─── Passage provided
Steve Farber On Being More You & Infusing Your Voice with Work You Do – Episode 21

August 12, 2013

If you’ve been watching The Shut Up Show regularly, you’ve heard Phil and me share the following quote a kagillion times before,

Do what you love in the service of those who love what you do. – Steve Farber

Well, guess what? We’ve got that smart guy on our show today. The amazing leadership speaker and author, Steve Farber, joins Phil and me on today’s episode to talk about how he made a radical leap from the job he loved as VP of The Tom Peters Company to go out on his own and develop extreme leaders worldwide.

If you’re having trouble exploring your own voice or infusing it into the work you do, you don’t want to miss this episode.

 

Watch the show (uncensored & unedited)
Listen to the podcast

Share Some Shut Up Love –>  The greatest leaders never focus attention on their own greatness. They focus on making others greater than them. @stevefarber #shutupshow (click to tweet)

Fun Facts:

    • Steve Farber is the CEO and president of Extreme Leadership, Inc. and the founder of The Extreme Leadership Institute
    • Steve was formerly Vice President and Official Mouthpiece of The Tom Peters Company
    • Steve helps organizations and individuals radically improve their lives with the LEAP framework: Love, Energy, Audacity and Proof
    • Steve is the author of four books: The Radical Leap Re-Energized, Greater Than Yourself, The Radical Leap, The Radical Edge
    • Steve has his own version of shut up moment, which is that scary/exhilarating experience he calls the Oh Shit! Moment or OS!M.
    • Steve is one of Phil’s first real mentors and good friend who has played a pivotal role in helping Phil shut up a long time ago and become the greater version of himself today

Defining Shut Up Moment:

One shut up moment or OS!M was leaving The Tom Peters Company, a company I loved, to go out on my own and lend my point-0f-view through my personal lens. I gave a 6-month notice and transitioned out on good terms. It was not the first time I had done that. Every since I went out on my own, my business model has been simple: speak and write. I’m passionate about my work and I want to spread it to as many people as possible. Scaling has become a real, strategic approach.
──────
─── Extracted entries
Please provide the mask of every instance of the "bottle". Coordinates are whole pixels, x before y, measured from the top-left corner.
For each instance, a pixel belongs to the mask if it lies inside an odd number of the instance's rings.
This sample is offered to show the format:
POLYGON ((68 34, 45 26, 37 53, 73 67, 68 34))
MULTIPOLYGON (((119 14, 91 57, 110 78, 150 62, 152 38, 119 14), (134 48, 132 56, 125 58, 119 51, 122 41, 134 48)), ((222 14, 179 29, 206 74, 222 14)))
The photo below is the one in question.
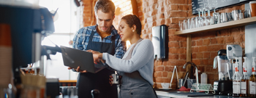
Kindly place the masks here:
POLYGON ((252 75, 249 78, 249 97, 256 97, 256 64, 255 64, 255 57, 252 57, 252 75))
POLYGON ((206 73, 201 74, 201 83, 207 83, 207 74, 206 73))
POLYGON ((238 57, 236 57, 235 73, 233 75, 233 97, 240 97, 241 76, 239 75, 238 57))
POLYGON ((247 73, 247 68, 246 68, 246 58, 244 57, 244 62, 243 63, 243 75, 241 77, 241 96, 242 97, 248 97, 249 94, 249 75, 247 73))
──────
_Goal of the exercise:_ Carry on the Steve Farber episode page, picking up right after its final sentence.

_Response below:_
What I’m grappling with at this moment is where to put my attention? Should I build up what I’m already doing and continue this body of work? Or, continue to add new books and go into areas I’ve never been before? I’m building public events and building transformational experiences like Extreme Leadership Intensive. It’s very different than anything I’ve ever done before. Another huge challenge is thinking about what I want my next book to be. It’s like writing two books. There’s a content side with valuable and tranformational content. But then there’s a story side, which touches a whole different part of the brain.

All of these changes… all incredibly thrilling and exciting, but extremely terrifying at the same time.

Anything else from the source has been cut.